Toetsing van de gedoogplicht voor de exploitatie van een coffeeshop in Schiedam

In deze zaak vorderden de eiseressen, [eiser 1] en HADU WAALWIJK B.V., dat de Gemeente Schiedam zou gedogen dat zij de coffeeshop 'Pas Op' zouden exploiteren, ondanks het ontbreken van een geldige exploitatievergunning. De eiseressen stelden dat de Gemeente onrechtmatig handelde door de exploitatie te verbieden, terwijl zij in afwachting waren van een beslissing op hun aanvraag voor een nieuwe vergunning. De voorzieningenrechter oordeelde dat de Gemeente Schiedam op basis van artikel 2:28 van de Algemene Plaatselijke Verordening (APV) bevoegd was om de exploitatie van de coffeeshop te verbieden zonder geldige vergunning. De rechter benadrukte dat de toetsing van de gedoogplicht marginaal was en dat de Gemeente discretionaire bevoegdheid had om te beslissen over het gedogen van de exploitatie. De voorzieningenrechter concludeerde dat de Gemeente niet onrechtmatig had gehandeld en dat de vorderingen van de eiseressen moesten worden afgewezen. De kosten van de procedure werden aan de eiseressen opgelegd.

Uitspraak

vonnis
RECHTBANK ROTTERDAM
Afdeling privaatrecht
Team handel
zaaknummer / rolnummer: C/10/415890 / KG ZA 13-21
Vonnis in kort geding van 1 februari 2013
in de zaak van
1. [eiser 1],
wonende te Waalwijk,
2. de besloten vennootschap met beperkte aansprakelijkheid
HADU WAALWIJK B.V.,
gevestigd te Schiedam,
eiseressen,
advocaat mr. R.A. IJsendijk,
tegen
de publiekrechtelijke rechtspersoon
GEMEENTE SCHIEDAM,
zetelend te Schiedam,
gedaagde,
gemachtigde mr. R.N. [B].
Eiseressen zullen hierna afzonderlijk respectievelijk [eiser 1] en Hadu Waalwijk B.V. worden genoemd en gezamenlijk [eisers]. Gedaagde zal hierna de Gemeente Schiedam genoemd worden.
1. De procedure
1.1. Het verloop van de procedure blijkt uit:
- de dagvaarding d.d. 14 januari 2013;
- de producties van [eisers];
- de pleitnotities van [eisers]
1.2. Partijen hebben hun respectieve standpunten toegelicht ter zitting van 23 janauri 2013. Ten slotte is vonnis bepaald.
2. De feiten
2.1. [eiser 1] exploiteert sedert 31 maart 2008 middels Hadu Waalwijk B.V. de Coffeeshop Pas Op (hierna: de Coffeeshop), welke is gevestigd aan [adres].

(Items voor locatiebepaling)
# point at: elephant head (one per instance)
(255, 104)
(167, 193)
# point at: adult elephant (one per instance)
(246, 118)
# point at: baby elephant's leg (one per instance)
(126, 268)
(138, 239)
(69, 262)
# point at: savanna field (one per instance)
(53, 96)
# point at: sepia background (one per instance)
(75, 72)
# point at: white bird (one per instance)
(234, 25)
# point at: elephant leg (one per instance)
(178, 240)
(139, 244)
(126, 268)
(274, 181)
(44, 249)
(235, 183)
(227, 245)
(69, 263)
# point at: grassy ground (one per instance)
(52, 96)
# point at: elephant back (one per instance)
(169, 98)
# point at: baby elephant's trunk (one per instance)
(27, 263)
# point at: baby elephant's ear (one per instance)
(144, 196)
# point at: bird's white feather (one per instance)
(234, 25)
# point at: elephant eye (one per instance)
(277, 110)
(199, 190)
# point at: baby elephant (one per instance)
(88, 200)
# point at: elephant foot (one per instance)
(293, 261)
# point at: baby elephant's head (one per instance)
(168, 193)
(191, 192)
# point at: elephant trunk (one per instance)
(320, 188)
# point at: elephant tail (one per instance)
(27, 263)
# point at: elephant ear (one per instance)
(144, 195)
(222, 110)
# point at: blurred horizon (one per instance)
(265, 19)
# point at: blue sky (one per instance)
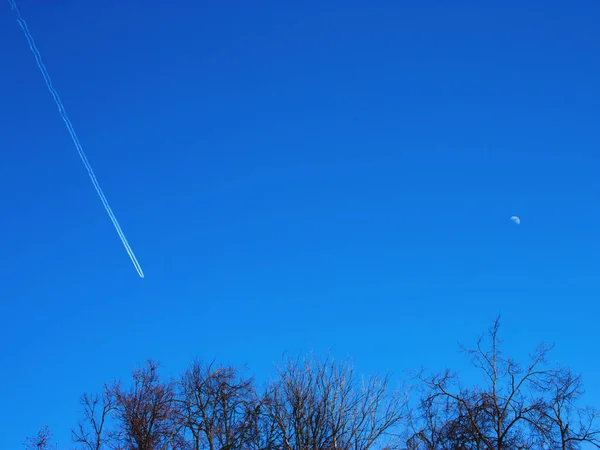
(293, 176)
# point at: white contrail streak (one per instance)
(61, 109)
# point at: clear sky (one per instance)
(293, 176)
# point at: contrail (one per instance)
(63, 114)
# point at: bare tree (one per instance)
(217, 407)
(518, 407)
(562, 423)
(322, 405)
(41, 441)
(91, 431)
(145, 413)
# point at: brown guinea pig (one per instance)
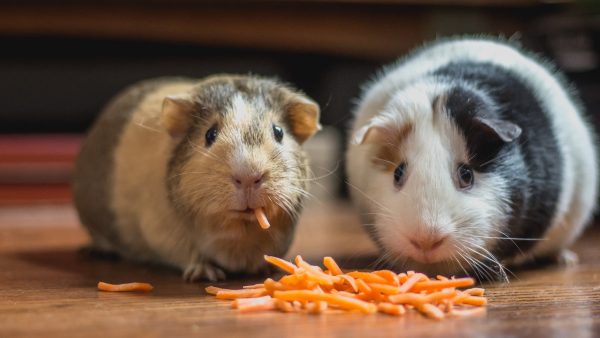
(173, 169)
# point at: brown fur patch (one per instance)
(387, 157)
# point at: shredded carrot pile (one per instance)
(125, 287)
(309, 288)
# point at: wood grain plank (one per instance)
(48, 289)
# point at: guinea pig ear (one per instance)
(176, 114)
(501, 130)
(375, 131)
(303, 117)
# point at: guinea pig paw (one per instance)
(203, 270)
(567, 258)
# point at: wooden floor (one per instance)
(47, 289)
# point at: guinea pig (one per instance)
(470, 155)
(173, 169)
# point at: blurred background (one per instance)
(61, 61)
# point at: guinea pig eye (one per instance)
(211, 136)
(278, 133)
(465, 176)
(399, 175)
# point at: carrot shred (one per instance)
(332, 266)
(363, 286)
(431, 311)
(280, 263)
(350, 280)
(391, 309)
(368, 277)
(310, 289)
(390, 276)
(135, 286)
(262, 218)
(337, 300)
(441, 284)
(410, 282)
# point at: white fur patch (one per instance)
(485, 204)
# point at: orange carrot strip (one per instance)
(391, 309)
(337, 300)
(363, 287)
(254, 286)
(384, 288)
(411, 282)
(442, 284)
(243, 293)
(280, 263)
(291, 280)
(316, 275)
(351, 281)
(390, 276)
(262, 218)
(368, 277)
(431, 311)
(102, 286)
(316, 307)
(332, 266)
(473, 300)
(408, 298)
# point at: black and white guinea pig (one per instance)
(470, 155)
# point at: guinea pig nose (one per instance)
(427, 243)
(253, 180)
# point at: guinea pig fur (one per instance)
(173, 168)
(470, 155)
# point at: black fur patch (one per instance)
(531, 165)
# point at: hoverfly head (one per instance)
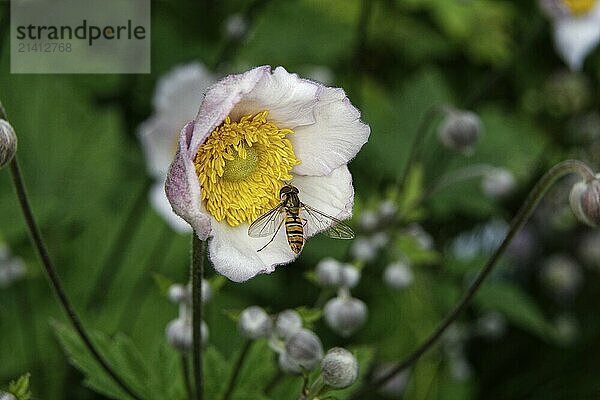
(287, 189)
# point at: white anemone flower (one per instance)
(176, 100)
(576, 28)
(255, 132)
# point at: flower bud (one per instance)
(398, 275)
(345, 315)
(178, 293)
(363, 249)
(585, 201)
(339, 368)
(303, 351)
(460, 130)
(288, 322)
(7, 396)
(368, 220)
(387, 209)
(561, 275)
(350, 276)
(328, 272)
(255, 323)
(180, 336)
(498, 183)
(8, 143)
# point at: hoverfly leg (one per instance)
(272, 238)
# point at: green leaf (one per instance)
(516, 305)
(20, 387)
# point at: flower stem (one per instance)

* _Jouw opdracht_
Neem alles van "1. De procedure" tot en met "is vonnis bepaald." uit het vonnis over de coffeeshop in Schiedam over en herdoop daarin "dagvaarding" tot "oproeping". Het overzicht heeft niets met het vonnis te maken.

* _Oplossing van opgave_
1. De procedure
1.1. Het verloop van de procedure blijkt uit:
- de oproeping d.d. 14 januari 2013;
- de producties van [eisers];
- de pleitnotities van [eisers]
1.2. Partijen hebben hun respectieve standpunten toegelicht ter zitting van 23 janauri 2013. Ten slotte is vonnis bepaald.